■ ENTRIES PROVIDED ■
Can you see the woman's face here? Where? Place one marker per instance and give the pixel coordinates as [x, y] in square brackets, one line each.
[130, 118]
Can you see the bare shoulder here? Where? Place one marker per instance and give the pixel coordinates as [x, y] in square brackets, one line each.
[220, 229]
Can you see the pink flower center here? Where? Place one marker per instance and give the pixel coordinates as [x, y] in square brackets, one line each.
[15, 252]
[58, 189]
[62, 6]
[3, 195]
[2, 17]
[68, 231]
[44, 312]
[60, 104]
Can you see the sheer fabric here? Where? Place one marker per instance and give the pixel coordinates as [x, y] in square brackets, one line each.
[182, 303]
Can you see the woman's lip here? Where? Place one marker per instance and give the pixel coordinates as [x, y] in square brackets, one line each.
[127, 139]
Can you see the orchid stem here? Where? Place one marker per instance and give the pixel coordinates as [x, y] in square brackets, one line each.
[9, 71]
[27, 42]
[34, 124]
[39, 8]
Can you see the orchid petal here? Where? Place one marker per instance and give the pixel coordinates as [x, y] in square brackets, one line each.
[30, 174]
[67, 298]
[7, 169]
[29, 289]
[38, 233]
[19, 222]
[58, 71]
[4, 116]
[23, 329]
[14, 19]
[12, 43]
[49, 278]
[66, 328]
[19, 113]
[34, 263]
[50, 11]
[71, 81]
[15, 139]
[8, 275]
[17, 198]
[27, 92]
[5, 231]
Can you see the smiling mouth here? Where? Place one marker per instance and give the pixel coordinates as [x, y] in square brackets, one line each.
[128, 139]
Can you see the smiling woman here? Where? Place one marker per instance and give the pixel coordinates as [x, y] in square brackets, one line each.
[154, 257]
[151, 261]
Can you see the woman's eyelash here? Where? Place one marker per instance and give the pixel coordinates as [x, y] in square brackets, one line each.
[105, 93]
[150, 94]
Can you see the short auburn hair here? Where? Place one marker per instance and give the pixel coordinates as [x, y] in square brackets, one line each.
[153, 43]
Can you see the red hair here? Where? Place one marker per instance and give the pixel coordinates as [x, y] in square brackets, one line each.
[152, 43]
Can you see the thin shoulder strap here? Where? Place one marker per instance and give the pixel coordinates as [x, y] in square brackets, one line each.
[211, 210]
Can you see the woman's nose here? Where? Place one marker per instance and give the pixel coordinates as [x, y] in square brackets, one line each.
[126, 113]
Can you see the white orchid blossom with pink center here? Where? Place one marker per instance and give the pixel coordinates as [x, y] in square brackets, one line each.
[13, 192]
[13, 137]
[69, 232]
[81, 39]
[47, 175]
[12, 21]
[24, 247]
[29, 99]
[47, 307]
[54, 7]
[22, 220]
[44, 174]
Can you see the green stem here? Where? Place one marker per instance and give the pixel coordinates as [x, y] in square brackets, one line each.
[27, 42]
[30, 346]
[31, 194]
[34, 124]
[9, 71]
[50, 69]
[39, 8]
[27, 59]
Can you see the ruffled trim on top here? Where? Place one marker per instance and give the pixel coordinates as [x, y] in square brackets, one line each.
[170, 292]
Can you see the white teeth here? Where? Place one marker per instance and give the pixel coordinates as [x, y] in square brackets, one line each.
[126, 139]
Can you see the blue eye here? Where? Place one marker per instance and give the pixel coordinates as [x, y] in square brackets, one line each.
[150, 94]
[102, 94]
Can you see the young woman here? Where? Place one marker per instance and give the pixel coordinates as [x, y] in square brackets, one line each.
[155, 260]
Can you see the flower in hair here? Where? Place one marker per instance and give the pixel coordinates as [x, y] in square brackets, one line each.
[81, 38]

■ GOAL ■
Output the line containing "Can you see the white teeth" and all lines after it to the end of the records, exactly as given.

■ SOLUTION TO THIS EXERCISE ■
Can you see the white teeth here? Where? Place one marker per instance and give the pixel coordinates as [x, y] in square brackets, one line each.
[126, 139]
Can you see the blue eye here? Where? Place one marker per instance and give the pixel coordinates as [x, y] in square brackets, one line each.
[150, 94]
[102, 94]
Can you see the young woman here? Where? Place one marker per instance and give the pixel coordinates as [x, y] in square brackets, one line each.
[155, 260]
Can you see the flower in hair here? Where? Place one marker per instance and give the pixel coordinates as [x, y] in square brackets, one line each.
[81, 38]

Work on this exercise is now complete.